* Begin Supplied information *

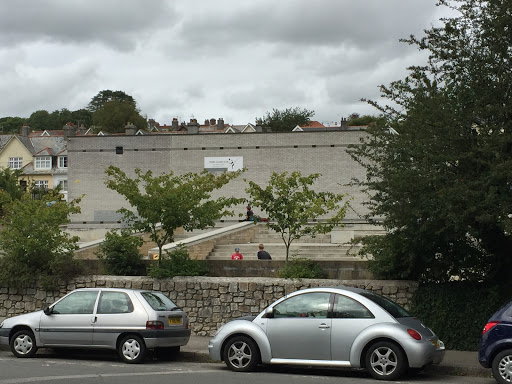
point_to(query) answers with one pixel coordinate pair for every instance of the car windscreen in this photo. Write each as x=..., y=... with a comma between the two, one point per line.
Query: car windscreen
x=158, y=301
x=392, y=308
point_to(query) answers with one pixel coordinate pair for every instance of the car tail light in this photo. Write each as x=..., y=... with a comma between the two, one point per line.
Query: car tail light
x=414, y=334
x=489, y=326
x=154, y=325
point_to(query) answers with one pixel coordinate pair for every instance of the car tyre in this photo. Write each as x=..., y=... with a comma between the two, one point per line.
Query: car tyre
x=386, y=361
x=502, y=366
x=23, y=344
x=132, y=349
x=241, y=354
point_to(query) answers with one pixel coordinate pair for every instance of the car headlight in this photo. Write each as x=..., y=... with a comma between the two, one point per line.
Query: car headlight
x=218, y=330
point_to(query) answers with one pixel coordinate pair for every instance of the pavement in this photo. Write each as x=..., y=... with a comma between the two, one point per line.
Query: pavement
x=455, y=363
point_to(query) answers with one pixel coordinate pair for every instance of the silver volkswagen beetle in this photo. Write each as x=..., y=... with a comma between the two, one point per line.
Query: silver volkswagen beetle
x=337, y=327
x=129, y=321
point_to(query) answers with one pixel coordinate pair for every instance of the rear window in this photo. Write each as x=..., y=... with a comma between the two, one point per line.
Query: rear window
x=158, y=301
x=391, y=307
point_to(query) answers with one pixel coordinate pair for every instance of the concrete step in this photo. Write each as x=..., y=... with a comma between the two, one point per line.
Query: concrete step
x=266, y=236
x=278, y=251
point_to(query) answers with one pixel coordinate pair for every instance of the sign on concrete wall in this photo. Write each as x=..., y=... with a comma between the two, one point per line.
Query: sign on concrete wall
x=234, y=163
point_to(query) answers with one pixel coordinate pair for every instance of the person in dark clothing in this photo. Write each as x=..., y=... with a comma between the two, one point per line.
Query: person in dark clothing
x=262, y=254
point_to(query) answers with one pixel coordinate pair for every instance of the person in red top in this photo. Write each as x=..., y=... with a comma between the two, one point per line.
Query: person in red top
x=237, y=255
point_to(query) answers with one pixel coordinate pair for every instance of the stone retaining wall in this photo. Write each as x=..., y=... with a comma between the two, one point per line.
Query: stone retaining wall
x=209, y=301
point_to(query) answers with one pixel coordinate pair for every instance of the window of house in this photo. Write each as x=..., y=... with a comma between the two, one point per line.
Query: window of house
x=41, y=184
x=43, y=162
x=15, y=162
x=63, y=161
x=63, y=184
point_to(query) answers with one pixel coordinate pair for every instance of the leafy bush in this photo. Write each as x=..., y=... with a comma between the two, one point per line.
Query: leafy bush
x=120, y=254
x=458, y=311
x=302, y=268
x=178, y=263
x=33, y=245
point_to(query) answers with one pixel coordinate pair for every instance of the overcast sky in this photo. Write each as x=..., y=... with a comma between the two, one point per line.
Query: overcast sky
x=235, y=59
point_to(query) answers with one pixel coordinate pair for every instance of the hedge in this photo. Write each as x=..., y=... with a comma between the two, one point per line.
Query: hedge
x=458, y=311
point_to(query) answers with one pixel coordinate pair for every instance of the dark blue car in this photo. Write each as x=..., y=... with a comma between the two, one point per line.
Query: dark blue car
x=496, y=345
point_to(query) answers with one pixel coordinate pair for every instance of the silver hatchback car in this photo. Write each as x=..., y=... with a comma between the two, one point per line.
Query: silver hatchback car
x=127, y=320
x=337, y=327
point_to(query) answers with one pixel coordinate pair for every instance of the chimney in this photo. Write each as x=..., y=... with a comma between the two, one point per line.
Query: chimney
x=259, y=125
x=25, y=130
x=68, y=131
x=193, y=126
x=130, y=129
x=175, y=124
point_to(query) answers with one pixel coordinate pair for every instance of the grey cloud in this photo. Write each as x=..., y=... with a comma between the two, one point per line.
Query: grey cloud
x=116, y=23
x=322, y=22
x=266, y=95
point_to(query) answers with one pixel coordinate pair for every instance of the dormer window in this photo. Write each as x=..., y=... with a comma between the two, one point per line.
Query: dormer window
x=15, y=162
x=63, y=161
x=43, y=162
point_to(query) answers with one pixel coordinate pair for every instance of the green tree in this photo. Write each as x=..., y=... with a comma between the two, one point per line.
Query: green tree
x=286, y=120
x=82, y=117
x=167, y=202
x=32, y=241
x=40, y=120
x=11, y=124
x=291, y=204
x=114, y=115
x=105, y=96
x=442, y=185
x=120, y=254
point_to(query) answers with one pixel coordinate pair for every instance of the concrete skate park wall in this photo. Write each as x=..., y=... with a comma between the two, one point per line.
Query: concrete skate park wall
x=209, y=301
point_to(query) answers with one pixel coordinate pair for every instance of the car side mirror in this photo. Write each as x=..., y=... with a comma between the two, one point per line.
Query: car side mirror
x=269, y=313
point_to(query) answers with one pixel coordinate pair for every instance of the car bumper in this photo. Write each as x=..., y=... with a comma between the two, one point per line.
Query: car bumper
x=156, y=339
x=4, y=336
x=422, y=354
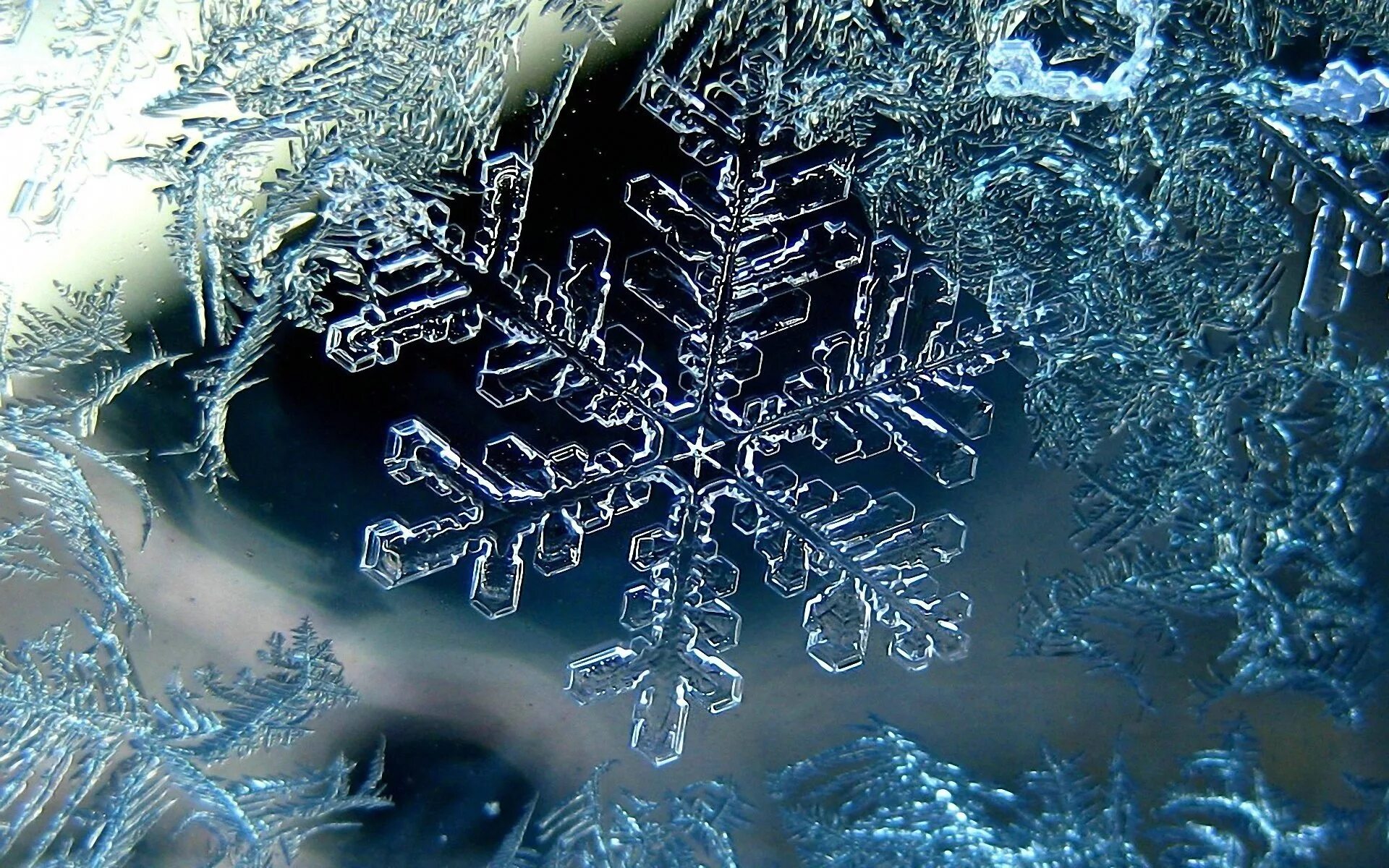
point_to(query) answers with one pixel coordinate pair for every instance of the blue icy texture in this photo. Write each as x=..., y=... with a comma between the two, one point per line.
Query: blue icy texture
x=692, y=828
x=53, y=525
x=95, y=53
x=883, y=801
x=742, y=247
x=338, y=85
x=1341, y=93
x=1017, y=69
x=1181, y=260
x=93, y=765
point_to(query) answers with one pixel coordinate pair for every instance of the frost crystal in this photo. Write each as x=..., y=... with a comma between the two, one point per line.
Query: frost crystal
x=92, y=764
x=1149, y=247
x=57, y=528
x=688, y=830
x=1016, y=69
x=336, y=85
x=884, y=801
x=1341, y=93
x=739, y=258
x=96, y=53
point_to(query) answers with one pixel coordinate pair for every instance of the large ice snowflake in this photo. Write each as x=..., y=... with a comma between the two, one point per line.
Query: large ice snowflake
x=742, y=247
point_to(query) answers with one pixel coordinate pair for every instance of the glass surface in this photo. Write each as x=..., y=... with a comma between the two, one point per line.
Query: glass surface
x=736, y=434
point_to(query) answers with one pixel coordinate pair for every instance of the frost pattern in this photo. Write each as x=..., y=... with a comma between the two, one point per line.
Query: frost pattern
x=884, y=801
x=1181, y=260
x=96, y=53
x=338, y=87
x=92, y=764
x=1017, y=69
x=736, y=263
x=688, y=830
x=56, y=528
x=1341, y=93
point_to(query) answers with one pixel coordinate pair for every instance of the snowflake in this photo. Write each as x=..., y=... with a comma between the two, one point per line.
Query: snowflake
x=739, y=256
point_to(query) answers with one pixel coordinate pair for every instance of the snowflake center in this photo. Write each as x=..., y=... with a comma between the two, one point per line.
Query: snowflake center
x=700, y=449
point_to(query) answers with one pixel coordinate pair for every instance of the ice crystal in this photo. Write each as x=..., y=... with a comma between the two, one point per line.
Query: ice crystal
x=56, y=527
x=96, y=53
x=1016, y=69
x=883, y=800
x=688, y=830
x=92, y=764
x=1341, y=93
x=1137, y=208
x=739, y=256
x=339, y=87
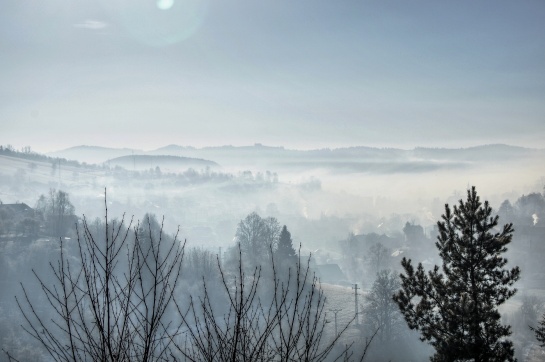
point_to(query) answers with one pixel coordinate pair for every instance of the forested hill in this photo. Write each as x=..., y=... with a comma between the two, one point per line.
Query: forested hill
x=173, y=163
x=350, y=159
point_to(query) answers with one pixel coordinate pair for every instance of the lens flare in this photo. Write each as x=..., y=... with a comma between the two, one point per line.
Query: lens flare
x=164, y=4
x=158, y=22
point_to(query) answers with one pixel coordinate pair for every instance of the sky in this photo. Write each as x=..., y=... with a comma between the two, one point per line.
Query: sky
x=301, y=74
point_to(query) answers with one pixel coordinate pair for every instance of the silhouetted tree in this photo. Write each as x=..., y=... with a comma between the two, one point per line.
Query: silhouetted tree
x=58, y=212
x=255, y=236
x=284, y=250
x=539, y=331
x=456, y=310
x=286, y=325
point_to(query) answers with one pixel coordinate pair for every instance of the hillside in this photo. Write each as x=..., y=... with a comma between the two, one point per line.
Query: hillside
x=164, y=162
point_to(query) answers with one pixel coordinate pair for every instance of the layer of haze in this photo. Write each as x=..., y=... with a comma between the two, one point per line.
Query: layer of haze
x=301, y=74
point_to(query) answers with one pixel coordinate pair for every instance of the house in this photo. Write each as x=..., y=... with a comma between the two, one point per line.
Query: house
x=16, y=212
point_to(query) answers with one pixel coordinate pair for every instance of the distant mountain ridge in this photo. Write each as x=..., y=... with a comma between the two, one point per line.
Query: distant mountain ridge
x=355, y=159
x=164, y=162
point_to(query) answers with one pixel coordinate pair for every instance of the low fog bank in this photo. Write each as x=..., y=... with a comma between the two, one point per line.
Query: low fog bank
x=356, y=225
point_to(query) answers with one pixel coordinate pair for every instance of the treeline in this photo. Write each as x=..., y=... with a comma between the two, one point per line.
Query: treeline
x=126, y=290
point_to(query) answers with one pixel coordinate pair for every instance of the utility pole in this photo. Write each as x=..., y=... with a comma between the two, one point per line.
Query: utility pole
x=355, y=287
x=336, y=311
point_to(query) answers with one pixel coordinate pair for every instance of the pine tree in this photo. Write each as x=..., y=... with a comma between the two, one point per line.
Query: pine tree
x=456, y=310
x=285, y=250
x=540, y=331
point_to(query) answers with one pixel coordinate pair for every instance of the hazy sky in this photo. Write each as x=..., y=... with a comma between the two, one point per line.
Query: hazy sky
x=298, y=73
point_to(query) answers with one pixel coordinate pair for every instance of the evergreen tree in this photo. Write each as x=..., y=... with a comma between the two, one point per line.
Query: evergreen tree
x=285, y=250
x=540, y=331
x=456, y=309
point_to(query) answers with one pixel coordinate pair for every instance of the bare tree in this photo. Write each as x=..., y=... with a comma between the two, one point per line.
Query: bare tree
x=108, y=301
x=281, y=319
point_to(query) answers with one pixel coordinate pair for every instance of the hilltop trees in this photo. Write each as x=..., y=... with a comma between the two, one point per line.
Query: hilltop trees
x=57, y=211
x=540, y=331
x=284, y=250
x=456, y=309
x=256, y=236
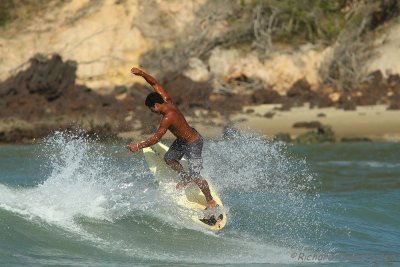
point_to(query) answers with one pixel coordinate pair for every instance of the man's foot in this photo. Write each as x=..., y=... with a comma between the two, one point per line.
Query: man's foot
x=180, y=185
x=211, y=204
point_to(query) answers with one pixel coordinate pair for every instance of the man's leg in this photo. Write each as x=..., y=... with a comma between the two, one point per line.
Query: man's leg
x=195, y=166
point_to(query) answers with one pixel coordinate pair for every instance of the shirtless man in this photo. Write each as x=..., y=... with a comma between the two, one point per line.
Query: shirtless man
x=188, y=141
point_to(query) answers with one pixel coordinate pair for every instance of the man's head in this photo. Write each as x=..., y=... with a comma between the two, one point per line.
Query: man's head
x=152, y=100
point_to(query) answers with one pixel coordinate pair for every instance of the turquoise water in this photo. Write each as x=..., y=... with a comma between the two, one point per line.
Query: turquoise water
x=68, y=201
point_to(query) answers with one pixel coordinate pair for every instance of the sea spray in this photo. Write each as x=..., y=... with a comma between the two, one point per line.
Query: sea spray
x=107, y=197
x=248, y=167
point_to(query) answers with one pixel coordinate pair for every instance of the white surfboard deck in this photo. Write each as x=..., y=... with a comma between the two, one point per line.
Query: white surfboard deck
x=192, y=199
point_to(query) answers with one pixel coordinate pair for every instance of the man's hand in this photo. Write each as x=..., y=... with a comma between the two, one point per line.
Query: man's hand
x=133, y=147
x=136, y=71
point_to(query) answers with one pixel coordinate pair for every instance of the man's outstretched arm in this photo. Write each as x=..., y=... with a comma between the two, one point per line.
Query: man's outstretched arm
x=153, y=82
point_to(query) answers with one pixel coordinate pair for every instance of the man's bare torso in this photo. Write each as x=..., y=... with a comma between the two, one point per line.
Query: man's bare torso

* End Supplied information *

■ Set exercise: Render the lines of the listing between the line containing "the frost pattern" and the line containing "x=700, y=449", inclusive, as a JSON list of strings, one string per line, with blank lines omitted.

■ Task solution:
[
  "point_to(query) answers with one pixel coordinate pair for every instance of the frost pattern in this photo. Write each as x=..., y=... with a comma between the two, one point per line.",
  "Query: frost pattern",
  "x=884, y=801",
  "x=1181, y=260",
  "x=96, y=53",
  "x=338, y=87",
  "x=92, y=764",
  "x=1017, y=69",
  "x=736, y=263",
  "x=688, y=830",
  "x=56, y=528",
  "x=1341, y=93",
  "point_to(query) answers with one pixel coordinate pair for every instance of the snowflake in this photo. Write each as x=..., y=... with a comma between the two, one point per line.",
  "Query: snowflake",
  "x=739, y=256",
  "point_to(query) answers with one pixel coordinate pair for every instance of the snowflake center in this photo. Write each as x=..., y=... with a comma between the two, one point per line.",
  "Query: snowflake center",
  "x=700, y=449"
]